• **STUDY TEXT**
The word counts are derived from the filtered text passage–word type pre-binarization document–feature matrix, which has 2,104 rows, 93 columns, and 195,672 cells. The matrix was created for the principal component analysis (PCA). The word counts in the matrix indicate how often a given word type (matrix column) occurs in a given document (matrix row).
Third, we binarized the matrix by converting all non-zero values to 1. Binarization is recommended as a standard practice [81] when preparing unstructured text data for examination via PCA, as word types in text corpora based on natural language use often have a modal value of 0 for occurrences per word type [89].
Finally, after preparing the text data for PCA but before running the PCA, we implemented a parallel analysis [90, 91] to ascertain the optimal number of factors for inclusion in the PCA. Parallel analysis is considered the “gold standard technique” [92] (p.8) for specifying a number of factors or components to be included in factor-analytical techniques.
Sentiment analysis.
For our sentiment analysis, we used existing lookup dictionaries for positive and negative emotions included in the Lexicoder Sentiment Dictionary (LSD) [71] to interrogate our gift* and only corpora regarding the affective tone of the texts with respect to RQ 2. The LSD was developed primarily as a sentiment analysis tool for political communication. However, we deemed it a good choice for our investigation based on its widespread implementation and availability within quantitative text analysis [93], its methodologically thorough incorporation of earlier sentiment-analysis dictionaries that are available without proprietary restrictions and thus readily auditable in future research, the developers’ assertion that the LSD was also designed for implementation in other domains, and, finally, its extensive external validation against other widespread sentiment-analysis dictionaries as well as against human coding [71]. The lookup dictionaries reflecting positive and negative affect in the LSD incorporated the lists of positive and negative words found in a prominent thesaurus [94], an early lookup dictionary designed for quantitative text analysis [95], and a lookup dictionary designed for the quantitative psychological investigation of literature that included registers associated with negative and positive emotions [96, 97].

• **YOUR TASKS**
[a] In the methods passage, reproduce the portion beginning with "Third, we binarized" and running through "word type [89].".
[b] According to the methods passage, what was the Lexicoder Sentiment Dictionary primarily developed as?
[c] Translate this sentence from the methods passage into Spanish: "The matrix was created for the principal component analysis (PCA)."

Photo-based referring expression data

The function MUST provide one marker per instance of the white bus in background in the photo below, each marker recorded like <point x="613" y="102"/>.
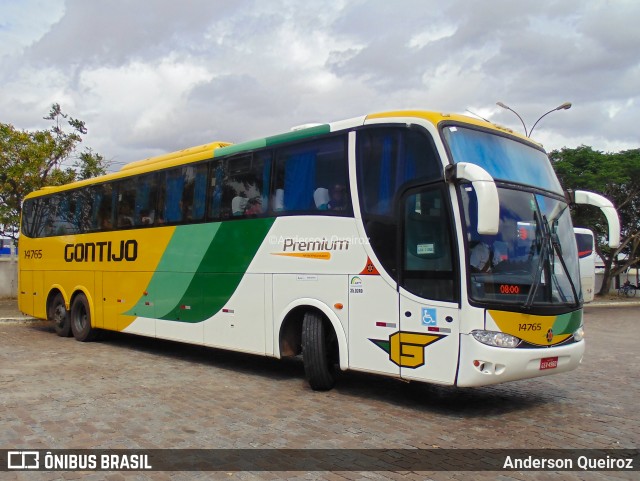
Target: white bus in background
<point x="587" y="256"/>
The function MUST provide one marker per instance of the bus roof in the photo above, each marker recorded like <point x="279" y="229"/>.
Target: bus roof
<point x="219" y="148"/>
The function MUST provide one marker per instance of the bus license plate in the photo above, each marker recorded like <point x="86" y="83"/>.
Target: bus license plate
<point x="548" y="363"/>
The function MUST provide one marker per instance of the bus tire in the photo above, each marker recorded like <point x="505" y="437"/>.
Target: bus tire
<point x="318" y="342"/>
<point x="57" y="313"/>
<point x="80" y="320"/>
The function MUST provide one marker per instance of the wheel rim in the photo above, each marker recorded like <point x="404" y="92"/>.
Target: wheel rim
<point x="59" y="315"/>
<point x="80" y="318"/>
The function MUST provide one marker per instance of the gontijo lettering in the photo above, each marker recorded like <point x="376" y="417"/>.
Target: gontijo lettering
<point x="104" y="251"/>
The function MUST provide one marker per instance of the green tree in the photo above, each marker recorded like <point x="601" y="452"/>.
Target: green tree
<point x="617" y="177"/>
<point x="32" y="160"/>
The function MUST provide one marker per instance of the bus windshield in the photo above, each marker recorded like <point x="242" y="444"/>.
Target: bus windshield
<point x="503" y="158"/>
<point x="532" y="260"/>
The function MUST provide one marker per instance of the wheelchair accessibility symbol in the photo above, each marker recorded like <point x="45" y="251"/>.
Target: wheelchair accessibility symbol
<point x="429" y="316"/>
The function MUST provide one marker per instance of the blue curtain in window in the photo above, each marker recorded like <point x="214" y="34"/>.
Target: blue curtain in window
<point x="266" y="177"/>
<point x="173" y="199"/>
<point x="216" y="198"/>
<point x="199" y="195"/>
<point x="385" y="192"/>
<point x="142" y="198"/>
<point x="300" y="181"/>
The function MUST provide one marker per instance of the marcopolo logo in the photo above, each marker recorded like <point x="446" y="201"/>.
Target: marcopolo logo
<point x="105" y="251"/>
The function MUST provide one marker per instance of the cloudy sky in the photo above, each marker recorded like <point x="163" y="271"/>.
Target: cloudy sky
<point x="154" y="76"/>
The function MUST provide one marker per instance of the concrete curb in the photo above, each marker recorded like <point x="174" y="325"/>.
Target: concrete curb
<point x="613" y="304"/>
<point x="19" y="320"/>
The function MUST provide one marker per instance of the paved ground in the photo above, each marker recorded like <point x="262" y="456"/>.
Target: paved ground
<point x="131" y="392"/>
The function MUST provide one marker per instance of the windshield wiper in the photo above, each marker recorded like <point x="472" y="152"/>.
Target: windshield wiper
<point x="550" y="245"/>
<point x="544" y="253"/>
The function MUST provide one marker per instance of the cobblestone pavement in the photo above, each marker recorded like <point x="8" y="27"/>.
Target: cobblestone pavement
<point x="132" y="392"/>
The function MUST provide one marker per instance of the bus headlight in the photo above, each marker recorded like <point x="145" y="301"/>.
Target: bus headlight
<point x="497" y="339"/>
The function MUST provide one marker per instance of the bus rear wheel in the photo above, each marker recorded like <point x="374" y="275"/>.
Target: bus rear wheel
<point x="58" y="314"/>
<point x="80" y="318"/>
<point x="319" y="348"/>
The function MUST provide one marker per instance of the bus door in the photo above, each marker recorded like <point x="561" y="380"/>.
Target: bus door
<point x="426" y="345"/>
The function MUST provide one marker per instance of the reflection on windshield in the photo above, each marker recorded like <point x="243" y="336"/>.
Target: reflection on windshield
<point x="532" y="260"/>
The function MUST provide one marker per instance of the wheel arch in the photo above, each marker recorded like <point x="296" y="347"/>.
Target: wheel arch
<point x="83" y="290"/>
<point x="290" y="328"/>
<point x="53" y="291"/>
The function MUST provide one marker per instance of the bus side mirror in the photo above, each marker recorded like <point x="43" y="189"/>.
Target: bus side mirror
<point x="486" y="193"/>
<point x="607" y="208"/>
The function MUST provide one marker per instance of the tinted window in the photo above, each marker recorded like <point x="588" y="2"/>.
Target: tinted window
<point x="312" y="177"/>
<point x="428" y="246"/>
<point x="240" y="186"/>
<point x="389" y="160"/>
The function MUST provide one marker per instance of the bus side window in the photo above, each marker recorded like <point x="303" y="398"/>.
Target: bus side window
<point x="194" y="192"/>
<point x="172" y="187"/>
<point x="238" y="186"/>
<point x="146" y="191"/>
<point x="312" y="176"/>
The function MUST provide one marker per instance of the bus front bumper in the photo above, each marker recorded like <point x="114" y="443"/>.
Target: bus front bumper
<point x="482" y="365"/>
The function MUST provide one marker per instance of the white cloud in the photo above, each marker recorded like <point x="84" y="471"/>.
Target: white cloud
<point x="151" y="77"/>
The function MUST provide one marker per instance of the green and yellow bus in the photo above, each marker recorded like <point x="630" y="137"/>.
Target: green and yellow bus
<point x="420" y="245"/>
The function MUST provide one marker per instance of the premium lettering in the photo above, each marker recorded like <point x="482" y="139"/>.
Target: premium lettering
<point x="312" y="245"/>
<point x="105" y="251"/>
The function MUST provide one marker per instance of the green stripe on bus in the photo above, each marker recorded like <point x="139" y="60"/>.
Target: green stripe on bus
<point x="567" y="323"/>
<point x="235" y="148"/>
<point x="299" y="134"/>
<point x="231" y="248"/>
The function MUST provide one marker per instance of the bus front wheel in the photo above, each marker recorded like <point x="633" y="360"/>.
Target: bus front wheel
<point x="80" y="318"/>
<point x="58" y="314"/>
<point x="319" y="348"/>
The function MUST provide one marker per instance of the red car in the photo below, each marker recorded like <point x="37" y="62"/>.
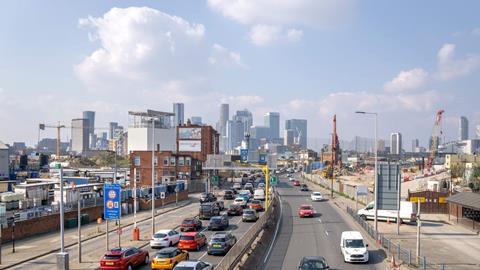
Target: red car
<point x="192" y="241"/>
<point x="305" y="210"/>
<point x="125" y="258"/>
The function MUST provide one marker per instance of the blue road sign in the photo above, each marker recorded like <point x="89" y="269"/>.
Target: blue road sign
<point x="111" y="201"/>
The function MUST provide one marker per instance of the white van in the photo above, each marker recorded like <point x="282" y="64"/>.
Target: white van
<point x="353" y="247"/>
<point x="408" y="212"/>
<point x="259" y="194"/>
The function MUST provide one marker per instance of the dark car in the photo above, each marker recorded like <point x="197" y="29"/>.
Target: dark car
<point x="235" y="210"/>
<point x="218" y="223"/>
<point x="207" y="197"/>
<point x="190" y="224"/>
<point x="228" y="195"/>
<point x="221" y="243"/>
<point x="313" y="263"/>
<point x="123" y="258"/>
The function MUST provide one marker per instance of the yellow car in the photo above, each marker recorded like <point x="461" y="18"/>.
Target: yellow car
<point x="167" y="258"/>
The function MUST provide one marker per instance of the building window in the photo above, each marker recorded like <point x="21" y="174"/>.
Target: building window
<point x="136" y="161"/>
<point x="181" y="161"/>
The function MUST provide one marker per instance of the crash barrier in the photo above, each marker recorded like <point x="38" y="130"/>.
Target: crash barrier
<point x="230" y="260"/>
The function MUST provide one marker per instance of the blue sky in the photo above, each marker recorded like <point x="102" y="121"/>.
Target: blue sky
<point x="306" y="59"/>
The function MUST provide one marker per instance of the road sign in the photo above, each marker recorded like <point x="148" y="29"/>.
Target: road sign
<point x="273" y="180"/>
<point x="111" y="201"/>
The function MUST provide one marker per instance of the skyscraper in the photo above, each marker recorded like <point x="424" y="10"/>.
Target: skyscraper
<point x="396" y="143"/>
<point x="178" y="110"/>
<point x="272" y="121"/>
<point x="463" y="128"/>
<point x="299" y="128"/>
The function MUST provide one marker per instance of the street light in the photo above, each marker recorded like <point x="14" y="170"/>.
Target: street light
<point x="376" y="166"/>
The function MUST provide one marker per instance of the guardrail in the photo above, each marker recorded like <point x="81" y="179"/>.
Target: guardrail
<point x="230" y="260"/>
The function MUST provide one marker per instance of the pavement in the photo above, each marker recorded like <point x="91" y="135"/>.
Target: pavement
<point x="317" y="236"/>
<point x="442" y="241"/>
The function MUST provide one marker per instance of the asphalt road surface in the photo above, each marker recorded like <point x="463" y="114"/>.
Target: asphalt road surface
<point x="317" y="236"/>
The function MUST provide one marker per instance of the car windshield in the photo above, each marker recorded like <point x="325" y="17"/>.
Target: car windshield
<point x="354" y="243"/>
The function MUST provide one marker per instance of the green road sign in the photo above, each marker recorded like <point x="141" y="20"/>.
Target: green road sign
<point x="273" y="180"/>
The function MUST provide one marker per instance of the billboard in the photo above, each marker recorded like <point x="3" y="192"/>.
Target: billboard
<point x="190" y="146"/>
<point x="190" y="133"/>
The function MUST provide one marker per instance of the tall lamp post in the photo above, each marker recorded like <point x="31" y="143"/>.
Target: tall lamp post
<point x="376" y="168"/>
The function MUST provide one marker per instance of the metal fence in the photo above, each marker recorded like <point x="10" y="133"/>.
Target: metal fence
<point x="404" y="255"/>
<point x="233" y="256"/>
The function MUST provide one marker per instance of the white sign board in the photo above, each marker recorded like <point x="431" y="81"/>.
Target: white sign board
<point x="189" y="146"/>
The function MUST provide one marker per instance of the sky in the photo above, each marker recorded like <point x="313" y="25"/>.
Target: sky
<point x="306" y="59"/>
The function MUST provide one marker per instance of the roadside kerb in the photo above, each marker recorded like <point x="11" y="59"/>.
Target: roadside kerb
<point x="230" y="260"/>
<point x="93" y="237"/>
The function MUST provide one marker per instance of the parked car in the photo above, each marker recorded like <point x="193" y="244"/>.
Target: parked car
<point x="193" y="265"/>
<point x="249" y="215"/>
<point x="164" y="238"/>
<point x="313" y="263"/>
<point x="235" y="210"/>
<point x="228" y="195"/>
<point x="218" y="223"/>
<point x="207" y="197"/>
<point x="305" y="210"/>
<point x="168" y="258"/>
<point x="189" y="224"/>
<point x="221" y="243"/>
<point x="123" y="258"/>
<point x="192" y="241"/>
<point x="208" y="210"/>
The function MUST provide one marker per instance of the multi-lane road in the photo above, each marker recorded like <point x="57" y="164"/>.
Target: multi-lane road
<point x="318" y="236"/>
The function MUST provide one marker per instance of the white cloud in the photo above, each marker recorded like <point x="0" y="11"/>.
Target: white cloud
<point x="407" y="80"/>
<point x="450" y="68"/>
<point x="264" y="35"/>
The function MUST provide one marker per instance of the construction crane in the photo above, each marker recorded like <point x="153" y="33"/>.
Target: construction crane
<point x="435" y="139"/>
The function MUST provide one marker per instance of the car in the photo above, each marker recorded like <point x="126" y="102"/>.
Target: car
<point x="168" y="258"/>
<point x="164" y="238"/>
<point x="228" y="195"/>
<point x="353" y="247"/>
<point x="249" y="215"/>
<point x="207" y="197"/>
<point x="125" y="258"/>
<point x="313" y="263"/>
<point x="235" y="210"/>
<point x="192" y="241"/>
<point x="240" y="201"/>
<point x="316" y="196"/>
<point x="193" y="265"/>
<point x="221" y="243"/>
<point x="218" y="223"/>
<point x="189" y="224"/>
<point x="255" y="204"/>
<point x="305" y="210"/>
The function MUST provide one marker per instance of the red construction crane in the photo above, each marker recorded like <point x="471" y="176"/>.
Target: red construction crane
<point x="435" y="139"/>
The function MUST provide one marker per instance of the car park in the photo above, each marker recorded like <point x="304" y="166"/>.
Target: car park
<point x="305" y="210"/>
<point x="218" y="223"/>
<point x="249" y="215"/>
<point x="168" y="258"/>
<point x="192" y="241"/>
<point x="313" y="263"/>
<point x="190" y="224"/>
<point x="221" y="243"/>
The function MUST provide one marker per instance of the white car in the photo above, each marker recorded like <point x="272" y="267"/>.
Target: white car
<point x="316" y="196"/>
<point x="164" y="238"/>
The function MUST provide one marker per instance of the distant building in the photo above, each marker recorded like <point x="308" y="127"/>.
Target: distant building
<point x="179" y="111"/>
<point x="463" y="128"/>
<point x="299" y="128"/>
<point x="396" y="143"/>
<point x="80" y="135"/>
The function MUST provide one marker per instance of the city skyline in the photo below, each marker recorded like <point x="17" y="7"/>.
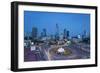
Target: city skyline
<point x="72" y="22"/>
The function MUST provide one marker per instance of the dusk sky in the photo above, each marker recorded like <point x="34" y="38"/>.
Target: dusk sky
<point x="75" y="23"/>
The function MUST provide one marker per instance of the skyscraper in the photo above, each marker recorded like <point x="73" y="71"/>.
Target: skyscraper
<point x="34" y="33"/>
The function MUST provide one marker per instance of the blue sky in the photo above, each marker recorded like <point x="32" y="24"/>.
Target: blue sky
<point x="74" y="22"/>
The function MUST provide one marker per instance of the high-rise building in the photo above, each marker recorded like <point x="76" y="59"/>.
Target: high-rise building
<point x="57" y="32"/>
<point x="34" y="33"/>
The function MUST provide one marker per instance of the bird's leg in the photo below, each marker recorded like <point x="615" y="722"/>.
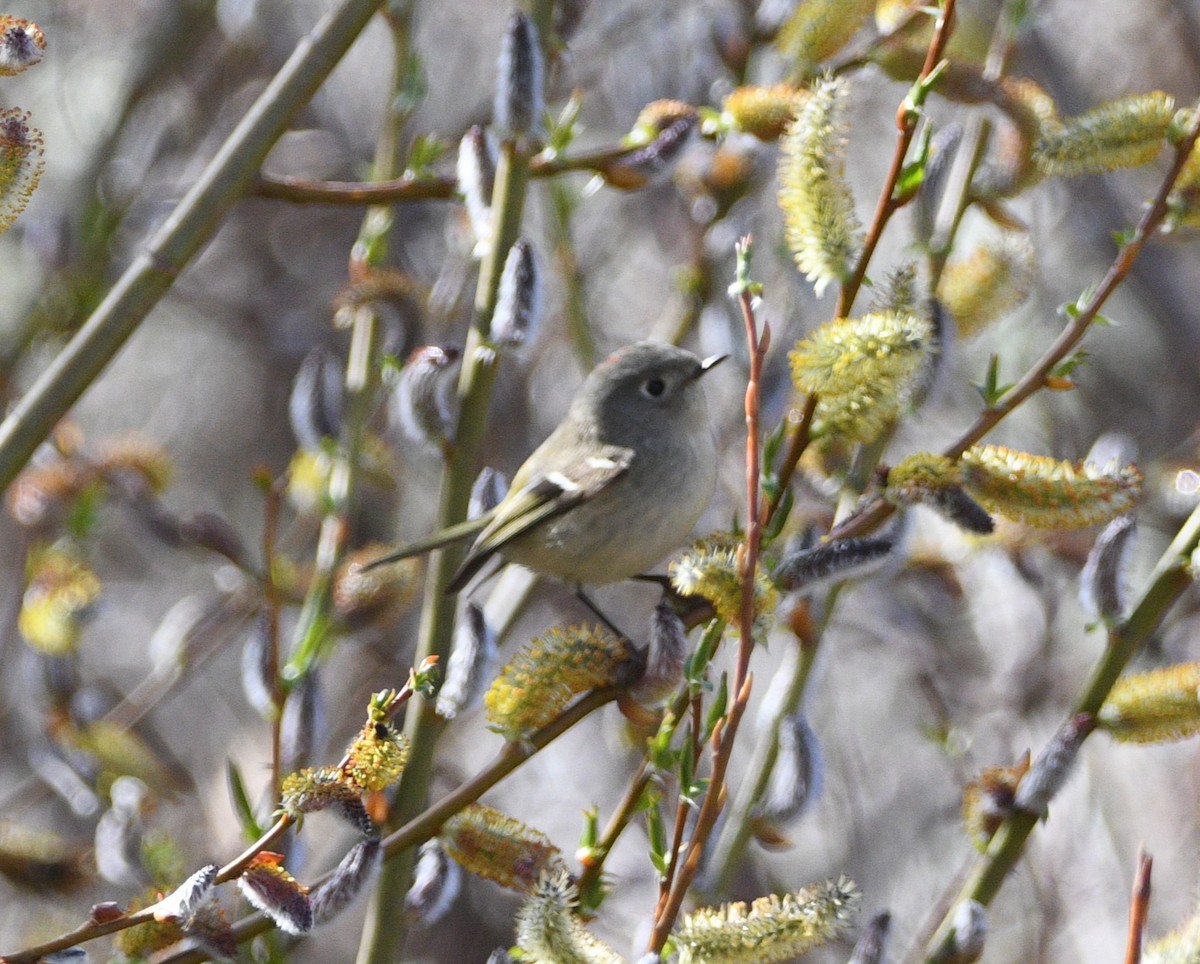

• **ANSWER LIST**
[a]
Third, we binarized the matrix by converting all non-zero values to 1. Binarization is recommended as a standard practice [81] when preparing unstructured text data for examination via PCA, as word types in text corpora based on natural language use often have a modal value of 0 for occurrences per word type [89].

[b] A sentiment analysis tool for political communication.

[c] La matriz se creó para el análisis de componentes principales (ACP).